### Problem 1
Copy everything in the article on The Loved Ones from "The band never" down to "ten-year anniversary tour.".
### Problem 2
According to the article on The Loved Ones, which band had Michael Cotterman played bass for before joining?
### Problem 3
Carry on the article about The Loved Ones from its last sentence.

### Page
- Origin: Philadelphia, Pennsylvania, U.S.
- Genres: Punk rock; pop-punk;
- Years active: 2003–present
- Labels: Jade Tree, Fat Wreck Chords
- Members: Dave Hause Mike Sneeringer David Walsh Chris Gonzalez Michael Cotterman

= The Loved Ones (American band) =

American punk rock band

The Loved Ones are an American punk rock band from Philadelphia, Pennsylvania. Founded in late 2003, the band consists of Dave Hause (lead vocals, guitar), David Walsh (guitar), Chris Gonzalez (bass/guitar), Michael Cotterman (bass) and Mike Sneeringer (drums). They are presently signed to Fat Wreck Chords.

The band never officially disbanded. But in addition to members doing other projects, the band had little activity from 2010 through 2016, when they went on a ten-year anniversary tour.

== History ==
The band was formed in late 2003 by Dave Hause, whose band The Curse had just broken up although he was still in Paint It Black. He was joined by Michael "Spider" Cotterman, formerly the bassist for Kid Dynamite who Hause used to roadie for, and Michael Sneeringer, drummer from Trial by Fire. By July 2004, Hause left Paint It Black to focus on The Loved Ones. The band's first release was a self-released four-song demo in 2004. The following year, they released an EP, The Loved Ones, on Jade Tree Records.

### Record excerpts
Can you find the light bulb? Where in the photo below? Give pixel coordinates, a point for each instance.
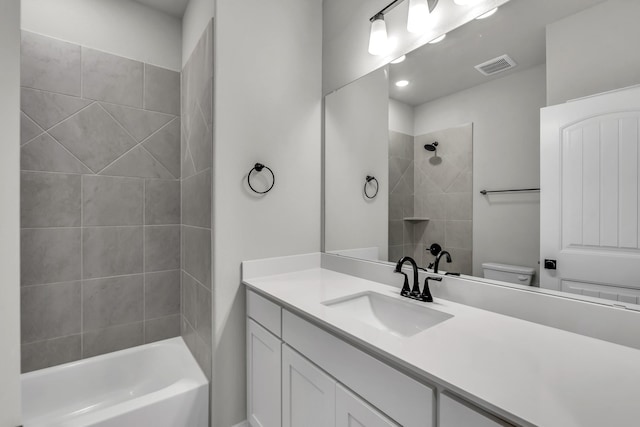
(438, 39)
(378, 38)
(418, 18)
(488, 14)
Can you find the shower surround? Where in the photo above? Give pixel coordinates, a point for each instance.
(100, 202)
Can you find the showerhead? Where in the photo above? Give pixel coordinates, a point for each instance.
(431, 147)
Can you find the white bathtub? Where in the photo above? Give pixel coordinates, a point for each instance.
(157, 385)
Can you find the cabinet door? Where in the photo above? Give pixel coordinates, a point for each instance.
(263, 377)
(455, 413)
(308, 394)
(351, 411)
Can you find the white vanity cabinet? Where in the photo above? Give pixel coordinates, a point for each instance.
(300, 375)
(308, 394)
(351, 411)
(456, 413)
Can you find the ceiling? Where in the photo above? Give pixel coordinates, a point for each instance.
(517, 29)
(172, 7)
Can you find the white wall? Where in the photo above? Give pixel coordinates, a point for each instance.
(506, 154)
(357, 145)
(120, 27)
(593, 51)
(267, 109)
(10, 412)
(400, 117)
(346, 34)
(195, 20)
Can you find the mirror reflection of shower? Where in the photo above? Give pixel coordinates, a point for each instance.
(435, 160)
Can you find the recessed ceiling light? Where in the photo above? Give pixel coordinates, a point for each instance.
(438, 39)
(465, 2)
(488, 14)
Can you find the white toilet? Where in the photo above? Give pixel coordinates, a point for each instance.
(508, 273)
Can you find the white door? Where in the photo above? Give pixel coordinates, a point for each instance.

### Task result 1
The band never officially disbanded. But in addition to members doing other projects, the band had little activity from 2010 through 2016, when they went on a ten-year anniversary tour.

### Task result 2
Kid Dynamite

### Task result 3
While Hause was working as a roadie for The Bouncing Souls, the band was given the opportunity to do a tour with The Bouncing Souls, and would also tour with NOFX. Impressed by the band, NOFX frontman Fat Mike signed them to his label Fat Wreck Chords. Fat Wreck released the band's debut album Keep Your Heart in 2006. Their song "100K" was used in the 2006 game Saints Row.

In December 2006, a posting on the band's MySpace page announced that Cotterman had left the band. He was replaced by Chris Gonzalez and they also added second guitarist David Walsh. They were both formerly members of The Explosion, who had announced their split up near the time Cotterman left.

The band released their second full-length album Build & Burn on February 5, 2008. The album was produced by Pete Steinkopf and Bryan Kienlen of the Bouncing Souls.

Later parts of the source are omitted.